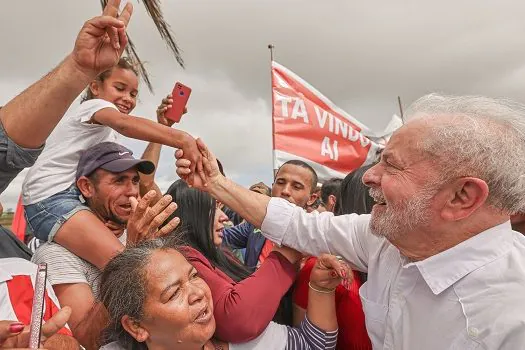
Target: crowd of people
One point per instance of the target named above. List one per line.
(424, 249)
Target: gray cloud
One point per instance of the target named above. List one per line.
(359, 54)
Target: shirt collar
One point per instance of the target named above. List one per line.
(5, 275)
(446, 268)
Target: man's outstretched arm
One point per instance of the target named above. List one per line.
(30, 117)
(248, 204)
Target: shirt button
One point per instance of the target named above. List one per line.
(473, 332)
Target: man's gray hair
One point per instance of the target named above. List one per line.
(478, 137)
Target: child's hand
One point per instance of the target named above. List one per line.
(166, 104)
(328, 272)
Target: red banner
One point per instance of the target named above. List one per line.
(309, 127)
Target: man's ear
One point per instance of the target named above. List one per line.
(331, 202)
(134, 328)
(94, 88)
(313, 198)
(86, 187)
(464, 197)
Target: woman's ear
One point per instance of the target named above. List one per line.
(134, 328)
(94, 88)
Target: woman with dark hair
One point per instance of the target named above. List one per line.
(353, 198)
(201, 214)
(156, 300)
(245, 301)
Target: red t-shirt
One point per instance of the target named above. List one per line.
(243, 310)
(350, 315)
(265, 251)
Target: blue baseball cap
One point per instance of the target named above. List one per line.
(112, 157)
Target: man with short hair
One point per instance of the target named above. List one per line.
(25, 123)
(330, 193)
(294, 181)
(107, 180)
(445, 269)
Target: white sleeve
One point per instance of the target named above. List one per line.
(87, 109)
(274, 337)
(63, 267)
(346, 235)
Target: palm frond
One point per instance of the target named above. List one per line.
(155, 12)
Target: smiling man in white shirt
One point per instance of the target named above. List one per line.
(445, 270)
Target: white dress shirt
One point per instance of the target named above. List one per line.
(471, 296)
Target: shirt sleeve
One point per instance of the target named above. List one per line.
(88, 108)
(300, 297)
(52, 306)
(13, 158)
(62, 266)
(243, 310)
(274, 337)
(315, 233)
(237, 236)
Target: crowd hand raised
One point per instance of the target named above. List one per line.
(102, 39)
(144, 221)
(117, 229)
(15, 335)
(329, 271)
(166, 104)
(207, 171)
(292, 255)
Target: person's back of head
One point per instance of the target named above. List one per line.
(196, 210)
(140, 291)
(353, 195)
(330, 193)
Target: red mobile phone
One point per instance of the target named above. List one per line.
(180, 94)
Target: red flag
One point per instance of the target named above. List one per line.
(309, 127)
(19, 221)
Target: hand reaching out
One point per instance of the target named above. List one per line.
(102, 39)
(207, 173)
(328, 272)
(145, 221)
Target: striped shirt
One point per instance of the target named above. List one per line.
(310, 337)
(17, 278)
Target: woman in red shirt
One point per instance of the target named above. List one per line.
(244, 302)
(353, 198)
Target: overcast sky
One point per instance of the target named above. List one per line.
(360, 54)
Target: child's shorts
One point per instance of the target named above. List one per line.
(47, 216)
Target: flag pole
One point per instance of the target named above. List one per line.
(271, 47)
(400, 108)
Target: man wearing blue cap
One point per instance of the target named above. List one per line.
(107, 180)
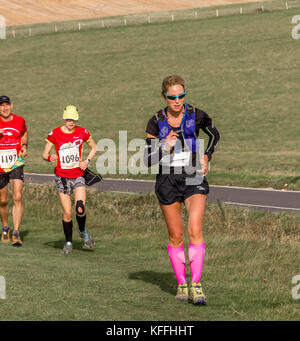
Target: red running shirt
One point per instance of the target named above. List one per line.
(69, 150)
(10, 142)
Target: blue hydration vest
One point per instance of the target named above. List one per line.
(188, 126)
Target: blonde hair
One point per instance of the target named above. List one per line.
(170, 81)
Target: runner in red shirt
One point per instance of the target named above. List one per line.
(13, 147)
(69, 172)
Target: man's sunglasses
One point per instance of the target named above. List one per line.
(173, 97)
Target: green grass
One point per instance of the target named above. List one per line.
(251, 257)
(240, 69)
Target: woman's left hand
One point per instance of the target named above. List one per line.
(204, 163)
(83, 164)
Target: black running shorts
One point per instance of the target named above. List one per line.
(17, 173)
(170, 188)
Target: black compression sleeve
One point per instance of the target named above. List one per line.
(214, 138)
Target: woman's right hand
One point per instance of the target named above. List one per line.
(171, 140)
(53, 158)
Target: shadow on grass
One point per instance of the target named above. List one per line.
(76, 245)
(164, 280)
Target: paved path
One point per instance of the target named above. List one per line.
(271, 200)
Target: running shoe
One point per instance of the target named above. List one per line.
(182, 292)
(5, 238)
(87, 239)
(196, 294)
(67, 248)
(16, 240)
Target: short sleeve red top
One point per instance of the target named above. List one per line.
(10, 141)
(69, 150)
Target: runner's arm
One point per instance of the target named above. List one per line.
(153, 155)
(91, 143)
(24, 143)
(205, 123)
(46, 153)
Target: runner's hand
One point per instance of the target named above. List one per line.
(83, 164)
(204, 162)
(24, 150)
(53, 158)
(171, 140)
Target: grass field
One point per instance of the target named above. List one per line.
(250, 260)
(240, 69)
(243, 71)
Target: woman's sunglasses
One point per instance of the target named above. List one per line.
(173, 97)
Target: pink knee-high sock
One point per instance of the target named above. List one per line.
(177, 258)
(196, 257)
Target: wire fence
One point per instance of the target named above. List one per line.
(151, 18)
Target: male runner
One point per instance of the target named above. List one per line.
(13, 148)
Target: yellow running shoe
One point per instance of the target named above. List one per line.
(196, 294)
(16, 240)
(5, 237)
(182, 292)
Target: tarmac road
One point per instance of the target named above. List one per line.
(266, 199)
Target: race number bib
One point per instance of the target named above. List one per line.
(8, 158)
(69, 158)
(181, 159)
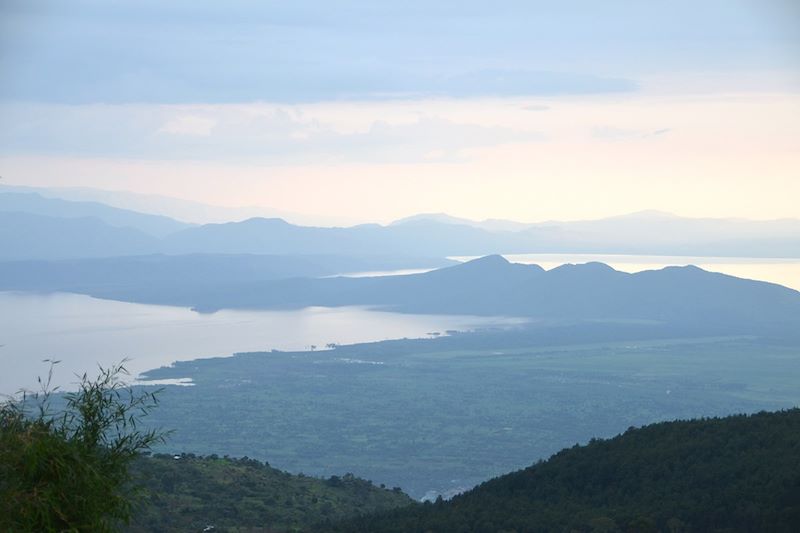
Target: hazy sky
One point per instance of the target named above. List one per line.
(376, 110)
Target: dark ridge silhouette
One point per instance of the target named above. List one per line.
(739, 473)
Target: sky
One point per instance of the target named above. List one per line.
(371, 111)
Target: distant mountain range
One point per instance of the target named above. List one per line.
(37, 227)
(176, 277)
(490, 286)
(493, 286)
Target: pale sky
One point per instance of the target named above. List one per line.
(374, 111)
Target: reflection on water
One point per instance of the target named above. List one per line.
(782, 271)
(81, 332)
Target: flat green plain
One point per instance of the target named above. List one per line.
(440, 416)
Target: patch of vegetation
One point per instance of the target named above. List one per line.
(190, 493)
(447, 414)
(740, 473)
(66, 468)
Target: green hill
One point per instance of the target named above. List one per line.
(740, 473)
(188, 493)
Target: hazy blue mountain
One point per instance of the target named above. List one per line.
(486, 286)
(592, 291)
(176, 208)
(490, 224)
(645, 232)
(177, 277)
(29, 236)
(276, 236)
(158, 226)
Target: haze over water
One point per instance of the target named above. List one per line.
(81, 332)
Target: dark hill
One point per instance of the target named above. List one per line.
(740, 473)
(189, 493)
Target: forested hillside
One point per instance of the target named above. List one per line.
(190, 493)
(740, 473)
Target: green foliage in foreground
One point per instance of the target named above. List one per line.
(67, 469)
(740, 473)
(189, 493)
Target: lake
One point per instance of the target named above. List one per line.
(82, 331)
(774, 270)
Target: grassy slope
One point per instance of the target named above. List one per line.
(191, 493)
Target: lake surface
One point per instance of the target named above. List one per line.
(782, 271)
(82, 331)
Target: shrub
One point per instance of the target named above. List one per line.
(66, 469)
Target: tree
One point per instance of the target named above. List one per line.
(66, 469)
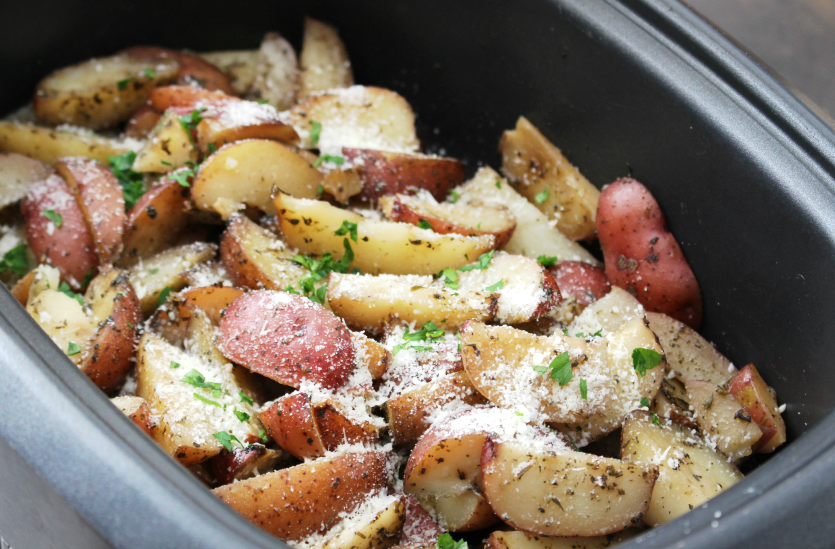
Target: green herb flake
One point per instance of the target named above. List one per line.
(56, 218)
(315, 132)
(547, 260)
(645, 359)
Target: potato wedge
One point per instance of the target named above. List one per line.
(564, 493)
(238, 65)
(359, 117)
(690, 356)
(534, 235)
(17, 174)
(152, 276)
(382, 246)
(57, 231)
(155, 222)
(300, 501)
(168, 147)
(723, 420)
(99, 195)
(690, 472)
(408, 414)
(137, 411)
(190, 412)
(276, 72)
(760, 401)
(464, 219)
(540, 172)
(48, 145)
(384, 173)
(324, 60)
(102, 92)
(246, 172)
(371, 302)
(256, 258)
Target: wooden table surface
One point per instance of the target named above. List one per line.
(795, 38)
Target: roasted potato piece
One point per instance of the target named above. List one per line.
(304, 500)
(276, 72)
(324, 60)
(690, 472)
(564, 493)
(17, 174)
(48, 145)
(287, 338)
(152, 276)
(384, 173)
(642, 256)
(246, 172)
(722, 419)
(137, 411)
(540, 172)
(760, 401)
(57, 231)
(690, 356)
(459, 218)
(381, 246)
(255, 258)
(102, 92)
(370, 302)
(99, 195)
(534, 235)
(359, 117)
(188, 395)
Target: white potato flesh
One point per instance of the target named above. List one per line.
(564, 493)
(690, 356)
(690, 471)
(381, 246)
(535, 235)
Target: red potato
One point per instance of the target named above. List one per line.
(100, 197)
(642, 256)
(290, 422)
(299, 501)
(287, 338)
(70, 248)
(156, 220)
(586, 283)
(443, 218)
(760, 401)
(383, 173)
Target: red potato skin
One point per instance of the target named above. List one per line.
(402, 213)
(70, 248)
(384, 173)
(100, 197)
(642, 256)
(587, 283)
(287, 338)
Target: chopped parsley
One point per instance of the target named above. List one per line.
(338, 160)
(547, 260)
(132, 183)
(56, 218)
(645, 359)
(15, 260)
(348, 228)
(227, 439)
(560, 369)
(315, 132)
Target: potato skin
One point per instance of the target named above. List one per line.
(642, 256)
(69, 248)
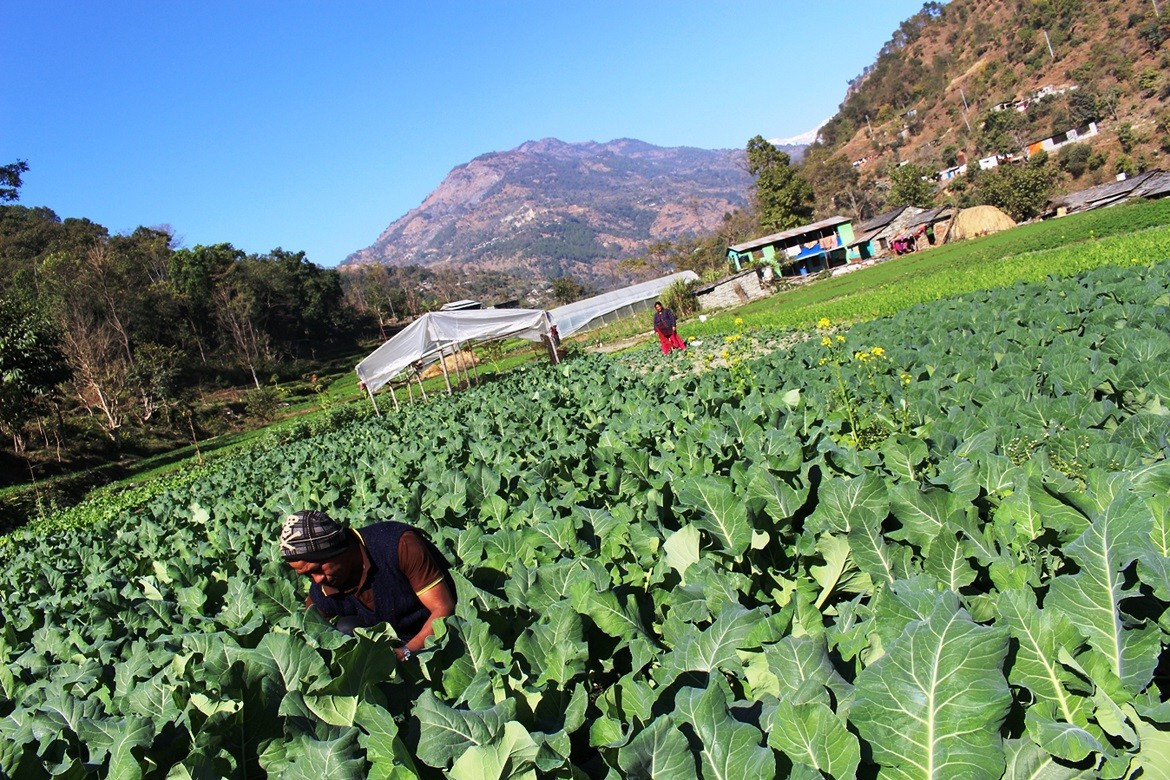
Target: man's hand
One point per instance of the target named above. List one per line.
(441, 604)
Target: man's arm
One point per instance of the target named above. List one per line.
(441, 604)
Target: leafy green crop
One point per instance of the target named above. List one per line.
(936, 549)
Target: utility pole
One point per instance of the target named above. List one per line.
(965, 110)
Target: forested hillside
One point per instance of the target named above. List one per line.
(116, 346)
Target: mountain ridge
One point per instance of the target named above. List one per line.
(552, 207)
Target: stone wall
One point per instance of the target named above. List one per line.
(734, 290)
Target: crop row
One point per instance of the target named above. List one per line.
(935, 544)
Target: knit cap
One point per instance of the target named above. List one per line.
(312, 536)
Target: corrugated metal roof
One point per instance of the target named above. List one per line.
(928, 216)
(776, 237)
(875, 223)
(1151, 184)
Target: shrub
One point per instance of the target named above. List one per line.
(1074, 159)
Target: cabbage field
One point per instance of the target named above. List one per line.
(933, 545)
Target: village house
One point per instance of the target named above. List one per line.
(1151, 184)
(927, 228)
(799, 252)
(874, 235)
(1053, 143)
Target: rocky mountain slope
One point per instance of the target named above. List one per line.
(551, 208)
(970, 78)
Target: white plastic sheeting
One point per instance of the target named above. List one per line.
(579, 315)
(431, 333)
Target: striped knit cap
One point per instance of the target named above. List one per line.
(312, 536)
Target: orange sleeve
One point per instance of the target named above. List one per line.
(417, 564)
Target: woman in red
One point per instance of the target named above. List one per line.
(665, 326)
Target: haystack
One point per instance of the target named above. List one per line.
(979, 220)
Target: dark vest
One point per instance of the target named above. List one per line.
(393, 598)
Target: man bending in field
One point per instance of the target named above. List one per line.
(386, 572)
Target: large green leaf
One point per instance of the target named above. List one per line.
(813, 736)
(513, 756)
(1026, 761)
(304, 758)
(845, 503)
(1040, 634)
(447, 733)
(389, 757)
(729, 750)
(804, 670)
(555, 647)
(658, 751)
(117, 739)
(1092, 598)
(721, 512)
(933, 705)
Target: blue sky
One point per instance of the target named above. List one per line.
(314, 125)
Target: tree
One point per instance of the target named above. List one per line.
(783, 198)
(1020, 191)
(1074, 159)
(32, 365)
(909, 186)
(566, 289)
(11, 181)
(837, 185)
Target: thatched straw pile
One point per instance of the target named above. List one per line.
(979, 220)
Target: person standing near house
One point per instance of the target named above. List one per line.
(665, 326)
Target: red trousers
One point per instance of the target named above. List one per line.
(670, 342)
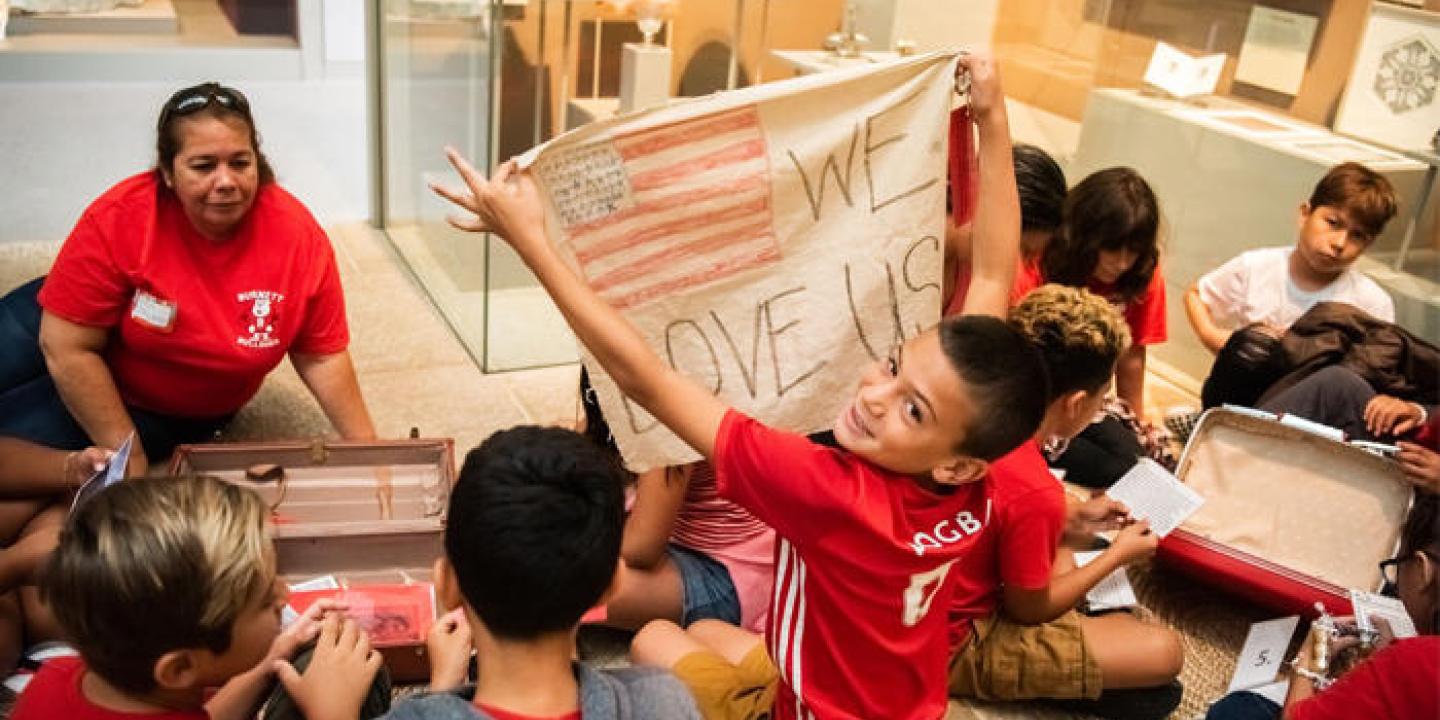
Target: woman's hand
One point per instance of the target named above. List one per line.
(81, 465)
(507, 205)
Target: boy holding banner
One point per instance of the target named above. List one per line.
(867, 533)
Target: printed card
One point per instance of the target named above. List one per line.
(1263, 653)
(113, 473)
(1152, 493)
(1112, 592)
(1368, 604)
(392, 614)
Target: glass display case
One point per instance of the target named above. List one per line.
(1230, 167)
(494, 78)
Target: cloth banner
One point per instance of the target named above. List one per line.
(769, 242)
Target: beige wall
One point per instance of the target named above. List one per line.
(696, 23)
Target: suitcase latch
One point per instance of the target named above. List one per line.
(318, 454)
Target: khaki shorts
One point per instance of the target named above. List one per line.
(725, 691)
(1010, 661)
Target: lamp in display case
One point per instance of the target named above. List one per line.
(645, 65)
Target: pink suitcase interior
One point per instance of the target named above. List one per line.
(1290, 517)
(367, 513)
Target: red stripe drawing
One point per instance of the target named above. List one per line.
(663, 210)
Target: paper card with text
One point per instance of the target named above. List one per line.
(1154, 493)
(1263, 653)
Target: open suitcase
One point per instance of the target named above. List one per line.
(1292, 516)
(365, 513)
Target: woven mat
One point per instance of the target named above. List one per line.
(1211, 624)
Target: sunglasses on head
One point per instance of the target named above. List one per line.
(202, 97)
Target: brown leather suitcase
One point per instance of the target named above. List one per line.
(1292, 517)
(366, 513)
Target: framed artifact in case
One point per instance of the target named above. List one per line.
(362, 519)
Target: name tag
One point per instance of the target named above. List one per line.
####
The request>
Copy word for word every line from the one containing "Target: pink suitcase interior" down to the last line of the material, including both of those lines.

Exercise output>
Target: pink suitcase interior
One point per instance of the target named above. List one per line.
(1290, 517)
(367, 513)
Target: red stripe drawing
One point per instance of the target named above. List one per line.
(663, 210)
Target: paper card with text
One point per instance of the target named above. List one per line.
(1154, 493)
(1263, 653)
Target: open suitcase
One point per instance of the target named above. List one per line.
(1292, 516)
(365, 513)
Target: woven mat
One point per instance of the target named above. List one per line.
(1211, 624)
Target: sunglasses on head
One point per instance of the target named above. List one per line.
(202, 97)
Target: brown leather suitcase
One point per instance of the target named above. List one per line.
(1292, 517)
(366, 513)
Target: framed artifact in case
One point per instance of the target named above. List one per line.
(362, 519)
Target: name tag
One point per instance of the target named above. List one per line.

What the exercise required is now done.